## What is required
Please pull out every line of the listing below unchanged, omitting the pictures.

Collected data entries
• • • • • • •
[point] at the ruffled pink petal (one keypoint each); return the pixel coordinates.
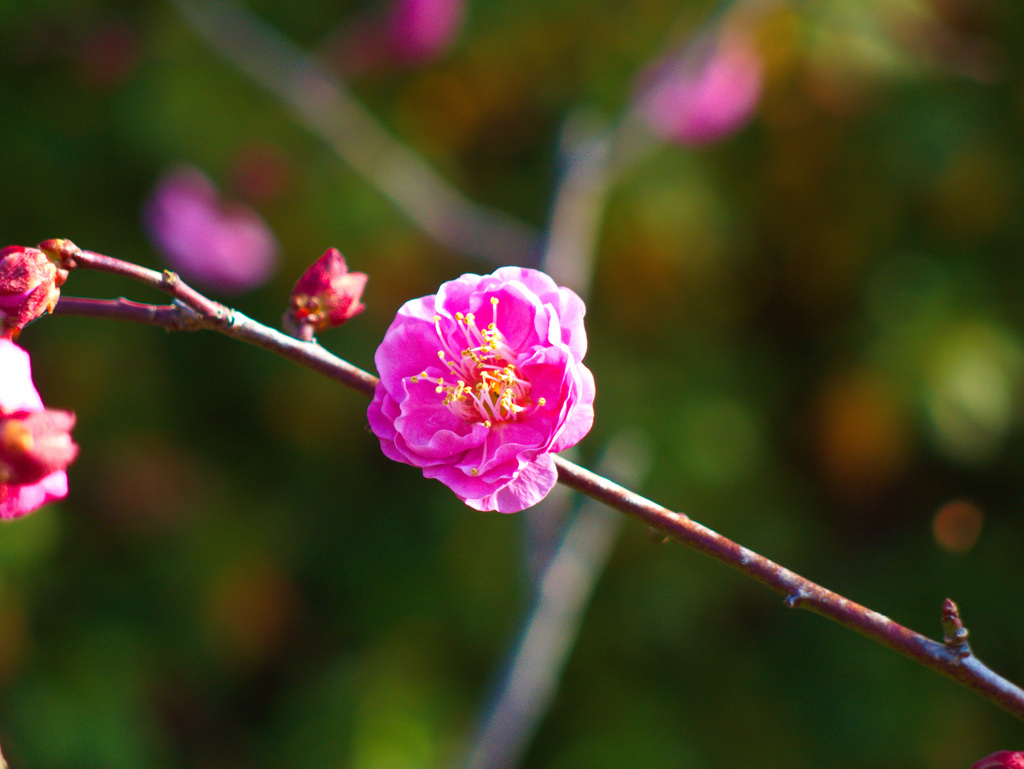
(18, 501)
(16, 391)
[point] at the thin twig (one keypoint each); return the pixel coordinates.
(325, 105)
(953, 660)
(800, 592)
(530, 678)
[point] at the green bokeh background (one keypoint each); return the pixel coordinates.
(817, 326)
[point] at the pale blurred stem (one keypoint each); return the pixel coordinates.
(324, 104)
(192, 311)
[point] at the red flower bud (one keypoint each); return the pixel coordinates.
• • • • • • •
## Answer to the task
[point] at the ruffled pink petal (one keypoint each); return the pixel coordinates.
(18, 501)
(16, 391)
[point] at the thin twig (one keypoint each); return the pixel coordinates.
(325, 105)
(953, 660)
(800, 592)
(530, 678)
[point] at the green bokeh background (one keypoint each); return the pixel coordinates.
(817, 326)
[point] at the pale blurred stem (one keypoint each); return the pixel coordinates.
(324, 104)
(192, 311)
[point] at the red flower bud (one keypoint each); return the pixel coordinates.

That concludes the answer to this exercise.